Prompt
Starting at the line that contains "Where can you see the black eyeglass" and going through the end of the items, give those lines again with "backrest" swapped for "seat back" and everything else unchanged.
—————
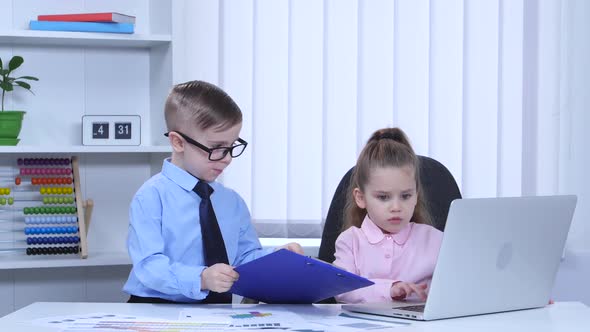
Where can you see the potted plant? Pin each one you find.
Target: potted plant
(11, 121)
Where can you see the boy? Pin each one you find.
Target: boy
(186, 230)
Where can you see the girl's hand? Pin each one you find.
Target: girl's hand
(400, 290)
(292, 246)
(218, 278)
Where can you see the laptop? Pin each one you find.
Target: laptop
(497, 255)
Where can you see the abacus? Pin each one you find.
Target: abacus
(41, 208)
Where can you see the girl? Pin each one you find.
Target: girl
(386, 236)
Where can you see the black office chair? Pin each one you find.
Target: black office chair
(439, 188)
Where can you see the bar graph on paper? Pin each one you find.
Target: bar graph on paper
(146, 326)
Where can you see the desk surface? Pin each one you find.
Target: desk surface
(563, 316)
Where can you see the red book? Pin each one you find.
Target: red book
(89, 17)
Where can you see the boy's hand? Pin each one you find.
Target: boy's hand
(218, 278)
(400, 290)
(292, 246)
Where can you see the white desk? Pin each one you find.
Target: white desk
(563, 316)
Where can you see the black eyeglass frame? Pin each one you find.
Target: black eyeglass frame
(226, 149)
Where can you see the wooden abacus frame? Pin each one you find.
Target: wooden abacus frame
(83, 209)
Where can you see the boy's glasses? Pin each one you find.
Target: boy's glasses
(216, 154)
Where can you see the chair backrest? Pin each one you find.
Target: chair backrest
(439, 189)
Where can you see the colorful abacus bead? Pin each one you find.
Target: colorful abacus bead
(53, 250)
(51, 220)
(53, 240)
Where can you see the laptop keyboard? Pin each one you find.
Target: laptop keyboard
(417, 308)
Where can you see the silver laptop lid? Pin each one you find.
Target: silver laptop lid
(499, 254)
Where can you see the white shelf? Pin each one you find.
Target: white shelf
(10, 261)
(21, 261)
(59, 38)
(85, 149)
—————
Answer to this exercise
Where can you see the black eyeglass frame? Pin each one you find.
Target: black eyeglass frame
(226, 149)
Where can you see the wooden abacus frame? Pin each one you find.
Target: wooden abacus frame
(83, 209)
Where can you see the boy's glasses? Pin each one you find.
Target: boy's glasses
(216, 154)
Where can you see the chair seat back? Pin each one you find.
Target: chair seat back
(439, 189)
Where can you see the colorful abacus bead? Pin each one you find.
Target: colorful abacus bead
(53, 250)
(51, 220)
(53, 240)
Where can you see the laptop keyboard? Pin each one you find.
Target: laptop keyboard
(417, 308)
Where can you see the silver laptop lid? Pin each one you find.
Target: silver laptop lid
(499, 254)
Where can you see the white shelf? Pin each one you find.
Target: white shelf
(10, 261)
(21, 261)
(59, 38)
(85, 149)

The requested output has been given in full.